Exercise task: Reproduce every line of the rows, from the line containing "Expected content: denim" through the line containing "71 275 84 292", both ends included. Keep each request line unchanged, raise every bounding-box coordinate by 66, and return only these lines.

+ + + + +

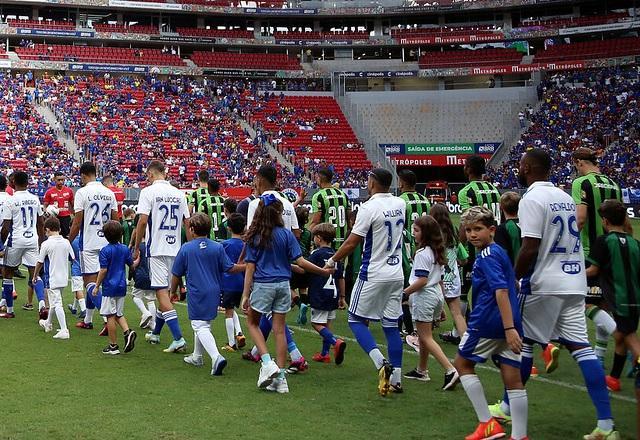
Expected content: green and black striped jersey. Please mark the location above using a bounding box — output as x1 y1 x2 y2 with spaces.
458 180 501 225
196 194 227 241
311 188 349 250
400 191 431 236
587 232 640 319
571 173 622 255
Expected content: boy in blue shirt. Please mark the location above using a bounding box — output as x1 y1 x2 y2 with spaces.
308 223 347 365
454 206 527 440
93 220 136 355
171 212 244 376
222 213 247 352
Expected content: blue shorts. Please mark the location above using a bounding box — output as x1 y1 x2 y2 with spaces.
249 281 291 313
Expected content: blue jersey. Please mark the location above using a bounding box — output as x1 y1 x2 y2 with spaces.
309 247 342 311
172 238 233 321
244 226 302 283
222 238 244 293
71 237 82 277
100 243 133 296
468 243 522 339
133 243 151 290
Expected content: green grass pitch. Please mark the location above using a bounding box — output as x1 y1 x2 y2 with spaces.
0 218 639 440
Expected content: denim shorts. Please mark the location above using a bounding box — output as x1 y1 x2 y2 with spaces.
249 281 291 313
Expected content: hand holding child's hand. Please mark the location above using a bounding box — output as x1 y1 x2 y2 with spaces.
504 328 522 354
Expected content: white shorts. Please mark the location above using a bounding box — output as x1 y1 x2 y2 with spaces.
522 294 589 346
131 287 156 301
311 307 336 324
4 247 38 268
100 296 124 318
349 279 404 321
47 289 62 309
149 256 176 290
458 331 520 368
80 250 100 275
71 275 84 292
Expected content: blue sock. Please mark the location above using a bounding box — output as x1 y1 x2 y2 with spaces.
258 315 271 342
162 310 182 341
382 319 402 368
571 347 613 420
318 327 336 356
349 317 378 354
33 277 44 301
153 310 164 335
2 280 13 307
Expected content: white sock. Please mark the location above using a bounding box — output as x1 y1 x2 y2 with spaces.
233 310 242 335
460 374 491 423
224 318 236 346
133 296 149 316
84 309 95 324
196 330 220 362
54 307 67 330
507 390 528 440
391 368 402 385
369 348 384 370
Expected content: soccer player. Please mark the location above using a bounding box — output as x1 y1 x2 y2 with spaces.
309 168 351 250
398 170 431 335
31 216 75 339
69 162 118 335
196 179 227 241
454 206 527 440
0 171 48 319
308 223 347 365
571 148 632 365
587 200 640 396
95 220 136 355
133 160 191 353
515 149 618 440
327 168 405 397
171 212 244 376
43 171 73 238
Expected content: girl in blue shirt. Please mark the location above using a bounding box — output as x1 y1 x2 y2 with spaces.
242 194 332 393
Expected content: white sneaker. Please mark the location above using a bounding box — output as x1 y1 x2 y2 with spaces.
266 378 289 394
38 319 53 333
182 353 204 367
258 361 280 388
53 330 70 339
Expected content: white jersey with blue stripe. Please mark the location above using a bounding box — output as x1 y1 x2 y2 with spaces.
351 193 405 281
138 180 189 258
2 191 42 249
73 181 118 251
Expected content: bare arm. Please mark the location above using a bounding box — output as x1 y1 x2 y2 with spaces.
515 237 540 279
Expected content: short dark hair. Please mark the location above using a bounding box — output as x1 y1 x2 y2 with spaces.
223 197 238 214
12 171 29 187
44 215 60 232
317 168 333 183
525 148 551 174
258 165 278 186
227 212 247 234
398 169 418 187
464 154 487 176
198 170 209 182
311 223 336 244
102 220 123 244
369 168 393 189
80 162 97 176
598 199 627 226
207 179 220 192
189 212 211 237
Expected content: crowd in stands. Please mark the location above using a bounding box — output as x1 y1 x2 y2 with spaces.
489 67 640 188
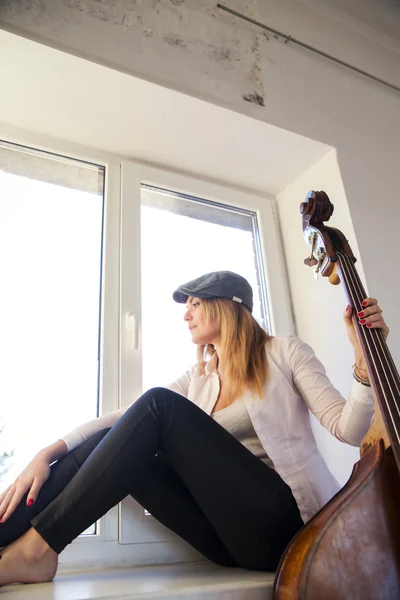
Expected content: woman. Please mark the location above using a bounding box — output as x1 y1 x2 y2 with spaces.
0 271 389 585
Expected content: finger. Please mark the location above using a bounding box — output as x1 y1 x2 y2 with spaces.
1 492 23 523
0 485 13 518
343 304 353 319
361 298 378 308
26 479 44 506
359 313 389 339
357 304 382 319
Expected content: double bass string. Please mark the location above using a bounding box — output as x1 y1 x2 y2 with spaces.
338 251 400 398
337 251 400 442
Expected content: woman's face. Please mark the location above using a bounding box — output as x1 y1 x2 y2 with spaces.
184 296 221 346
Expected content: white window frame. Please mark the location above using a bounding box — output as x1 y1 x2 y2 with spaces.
0 124 294 570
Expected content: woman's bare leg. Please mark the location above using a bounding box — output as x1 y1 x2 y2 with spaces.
0 527 58 585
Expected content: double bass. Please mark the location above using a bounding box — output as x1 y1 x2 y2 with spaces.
273 191 400 600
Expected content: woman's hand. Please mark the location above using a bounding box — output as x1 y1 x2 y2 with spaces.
0 452 50 523
344 298 389 368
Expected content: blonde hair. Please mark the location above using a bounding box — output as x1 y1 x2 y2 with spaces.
197 298 272 397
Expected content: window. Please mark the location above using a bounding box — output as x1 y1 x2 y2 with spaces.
0 143 104 536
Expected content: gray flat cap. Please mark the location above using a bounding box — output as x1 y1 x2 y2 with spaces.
173 271 253 312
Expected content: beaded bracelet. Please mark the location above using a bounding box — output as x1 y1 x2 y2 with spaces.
353 364 371 387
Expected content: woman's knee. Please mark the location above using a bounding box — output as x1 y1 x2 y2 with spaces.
138 387 188 403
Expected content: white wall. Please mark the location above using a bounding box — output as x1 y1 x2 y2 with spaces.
0 0 400 364
277 150 364 484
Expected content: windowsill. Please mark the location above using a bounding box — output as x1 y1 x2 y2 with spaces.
0 562 274 600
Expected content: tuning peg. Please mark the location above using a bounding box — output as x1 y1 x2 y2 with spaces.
304 231 318 267
328 264 340 285
304 254 318 267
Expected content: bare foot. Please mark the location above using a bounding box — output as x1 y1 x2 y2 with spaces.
0 528 58 585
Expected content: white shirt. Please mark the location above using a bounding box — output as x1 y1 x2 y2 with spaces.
62 335 374 522
210 396 274 469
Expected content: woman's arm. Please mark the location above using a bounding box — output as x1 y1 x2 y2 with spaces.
288 336 374 446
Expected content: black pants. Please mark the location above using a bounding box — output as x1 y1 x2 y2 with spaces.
0 388 303 570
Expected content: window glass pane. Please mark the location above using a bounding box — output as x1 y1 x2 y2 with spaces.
141 186 268 389
0 143 104 530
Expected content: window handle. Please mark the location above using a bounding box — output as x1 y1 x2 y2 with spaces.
125 311 139 350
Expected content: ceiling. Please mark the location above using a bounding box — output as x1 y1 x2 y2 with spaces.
298 0 400 52
0 31 331 194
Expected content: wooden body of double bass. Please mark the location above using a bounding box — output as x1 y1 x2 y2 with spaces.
273 441 400 600
273 191 400 600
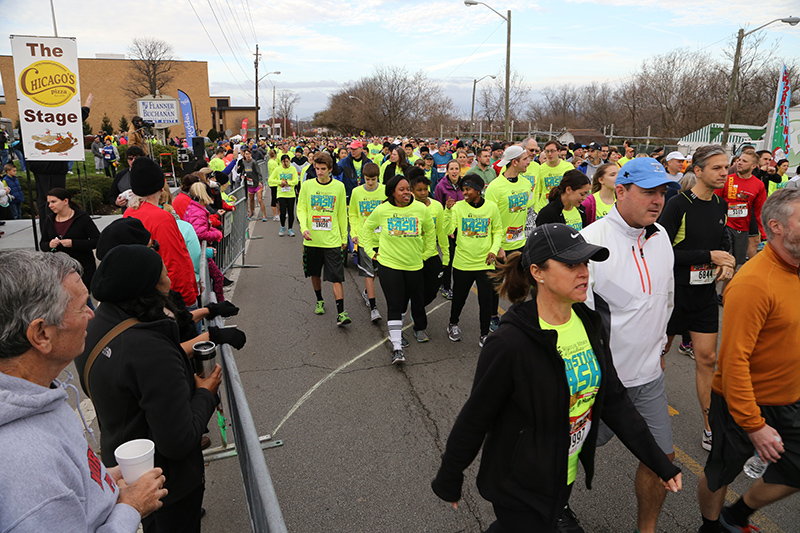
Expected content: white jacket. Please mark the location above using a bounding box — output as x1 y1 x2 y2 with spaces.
581 207 675 387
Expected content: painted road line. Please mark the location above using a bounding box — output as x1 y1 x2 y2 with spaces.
272 300 450 438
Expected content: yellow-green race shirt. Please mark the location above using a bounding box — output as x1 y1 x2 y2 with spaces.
539 311 601 485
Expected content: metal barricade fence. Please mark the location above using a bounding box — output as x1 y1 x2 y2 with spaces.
200 242 287 533
215 187 248 274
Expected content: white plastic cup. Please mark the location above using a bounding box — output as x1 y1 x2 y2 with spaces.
114 439 156 485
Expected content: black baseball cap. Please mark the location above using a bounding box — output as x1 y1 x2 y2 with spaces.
522 224 608 269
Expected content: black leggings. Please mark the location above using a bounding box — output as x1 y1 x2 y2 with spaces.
278 198 294 229
450 268 494 336
442 237 456 289
378 265 428 331
422 254 442 307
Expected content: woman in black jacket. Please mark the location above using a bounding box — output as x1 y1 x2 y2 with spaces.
39 187 100 301
431 224 681 533
75 245 222 533
536 169 592 231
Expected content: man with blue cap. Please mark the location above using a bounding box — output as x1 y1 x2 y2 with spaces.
581 157 680 533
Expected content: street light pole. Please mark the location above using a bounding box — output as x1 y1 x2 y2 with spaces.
722 17 800 147
464 0 511 140
469 74 497 130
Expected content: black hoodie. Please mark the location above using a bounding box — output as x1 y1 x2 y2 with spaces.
431 300 680 524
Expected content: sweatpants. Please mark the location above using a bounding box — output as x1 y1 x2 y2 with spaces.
450 268 494 336
422 254 442 307
442 237 456 289
378 265 428 350
278 198 295 229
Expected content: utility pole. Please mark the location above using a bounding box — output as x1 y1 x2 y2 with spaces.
253 43 259 141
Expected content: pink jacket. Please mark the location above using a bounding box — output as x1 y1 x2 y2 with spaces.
183 200 222 242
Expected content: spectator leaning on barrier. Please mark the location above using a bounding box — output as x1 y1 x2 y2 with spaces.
75 245 222 533
0 250 167 533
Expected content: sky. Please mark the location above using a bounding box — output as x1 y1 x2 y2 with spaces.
0 0 800 121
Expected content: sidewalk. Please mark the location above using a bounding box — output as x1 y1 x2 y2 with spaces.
0 215 122 250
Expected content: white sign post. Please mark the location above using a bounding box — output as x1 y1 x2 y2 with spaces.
11 35 84 161
136 96 182 129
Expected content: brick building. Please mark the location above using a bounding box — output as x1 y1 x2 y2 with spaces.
0 55 255 137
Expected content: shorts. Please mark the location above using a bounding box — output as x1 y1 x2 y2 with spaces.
358 246 375 278
728 226 750 266
303 245 345 283
597 372 675 454
705 391 800 492
667 283 719 335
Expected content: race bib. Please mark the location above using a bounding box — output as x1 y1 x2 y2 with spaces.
311 215 333 231
506 226 525 242
569 409 592 457
689 263 714 285
728 203 747 218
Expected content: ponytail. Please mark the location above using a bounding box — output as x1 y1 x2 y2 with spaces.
547 169 590 202
489 252 536 303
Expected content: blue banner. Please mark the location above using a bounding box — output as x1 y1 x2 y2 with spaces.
178 89 196 150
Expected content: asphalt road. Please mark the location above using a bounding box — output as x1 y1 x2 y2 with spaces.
73 216 800 533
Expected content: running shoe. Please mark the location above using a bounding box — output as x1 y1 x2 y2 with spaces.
719 505 761 533
336 311 350 327
700 429 712 452
392 350 406 365
556 505 584 533
361 289 369 307
447 324 461 342
678 341 694 359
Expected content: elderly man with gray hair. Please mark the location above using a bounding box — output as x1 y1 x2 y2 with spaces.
0 250 167 533
698 189 800 533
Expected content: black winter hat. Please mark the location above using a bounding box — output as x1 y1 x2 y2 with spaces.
92 244 164 302
131 157 164 196
95 217 151 261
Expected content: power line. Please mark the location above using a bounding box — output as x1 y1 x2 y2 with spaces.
187 0 253 98
206 0 252 82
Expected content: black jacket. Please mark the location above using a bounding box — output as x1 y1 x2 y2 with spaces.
39 209 100 290
75 302 219 505
431 300 680 524
536 195 587 228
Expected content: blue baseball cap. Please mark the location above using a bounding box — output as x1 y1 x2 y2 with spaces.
616 157 681 189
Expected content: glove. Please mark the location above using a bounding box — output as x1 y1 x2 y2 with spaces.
208 326 247 350
206 302 239 320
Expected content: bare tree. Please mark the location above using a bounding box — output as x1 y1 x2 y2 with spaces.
122 37 178 98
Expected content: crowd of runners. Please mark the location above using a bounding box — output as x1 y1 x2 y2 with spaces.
0 130 800 533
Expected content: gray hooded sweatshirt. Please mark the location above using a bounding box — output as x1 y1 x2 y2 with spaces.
0 372 140 533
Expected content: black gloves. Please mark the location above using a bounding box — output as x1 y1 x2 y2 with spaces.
208 324 247 350
206 302 239 320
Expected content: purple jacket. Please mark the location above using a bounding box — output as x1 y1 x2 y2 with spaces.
183 200 222 242
433 176 464 207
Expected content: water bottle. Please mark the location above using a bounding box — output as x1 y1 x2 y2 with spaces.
743 452 769 479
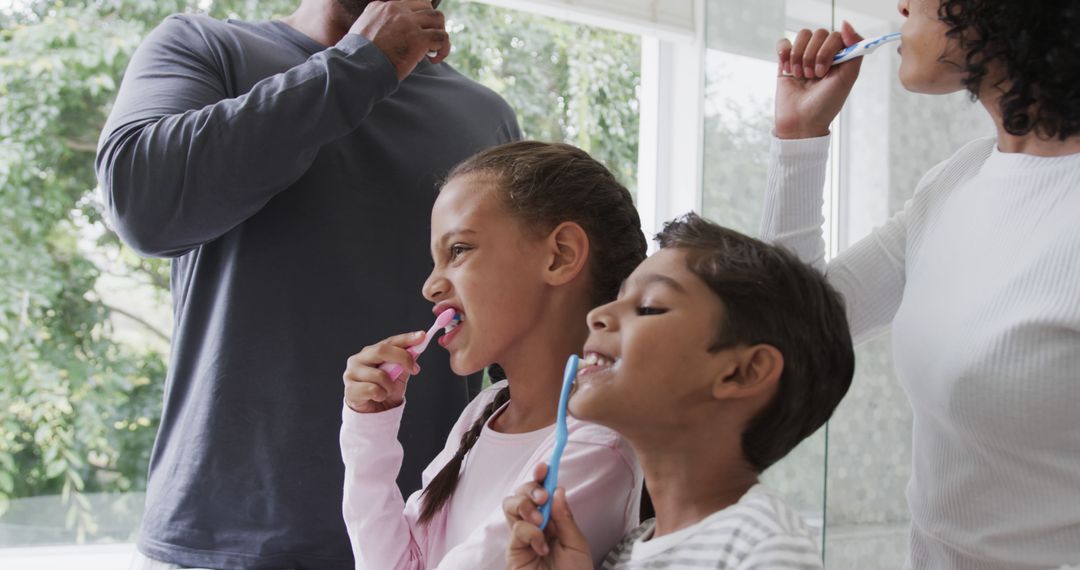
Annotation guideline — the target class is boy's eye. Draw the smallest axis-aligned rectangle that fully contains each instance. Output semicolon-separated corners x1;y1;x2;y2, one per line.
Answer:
450;244;469;261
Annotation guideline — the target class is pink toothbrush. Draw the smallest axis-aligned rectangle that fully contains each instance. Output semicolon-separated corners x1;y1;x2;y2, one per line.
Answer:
379;309;458;380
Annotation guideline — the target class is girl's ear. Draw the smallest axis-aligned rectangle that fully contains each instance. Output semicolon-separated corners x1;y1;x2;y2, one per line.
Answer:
544;221;589;285
713;344;784;399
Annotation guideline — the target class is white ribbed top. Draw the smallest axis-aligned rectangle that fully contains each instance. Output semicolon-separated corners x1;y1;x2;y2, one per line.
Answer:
762;137;1080;570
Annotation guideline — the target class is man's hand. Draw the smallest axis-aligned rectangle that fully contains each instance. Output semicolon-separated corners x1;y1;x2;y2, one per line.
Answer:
502;463;593;570
775;22;863;138
349;0;450;81
341;330;423;413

+ + + + +

Full response:
Expected content: denim shorts. Please mark the location above using a bounding box — output as x1 y1 x2 y2 with spaces.
315 347 357 379
Expected content: hand holding child's hand. Please mark the location above using a bounding box — output as x1 y1 x2 y2 with spaces.
570 394 588 420
Expected content: white shorts. Please mark the location above using a bounding box — output as x1 y1 x2 y2 with spaces.
588 360 655 412
197 353 222 367
377 373 402 390
70 313 104 334
166 362 190 384
415 345 470 387
113 355 128 375
215 322 242 356
524 397 586 434
146 316 166 341
137 341 150 358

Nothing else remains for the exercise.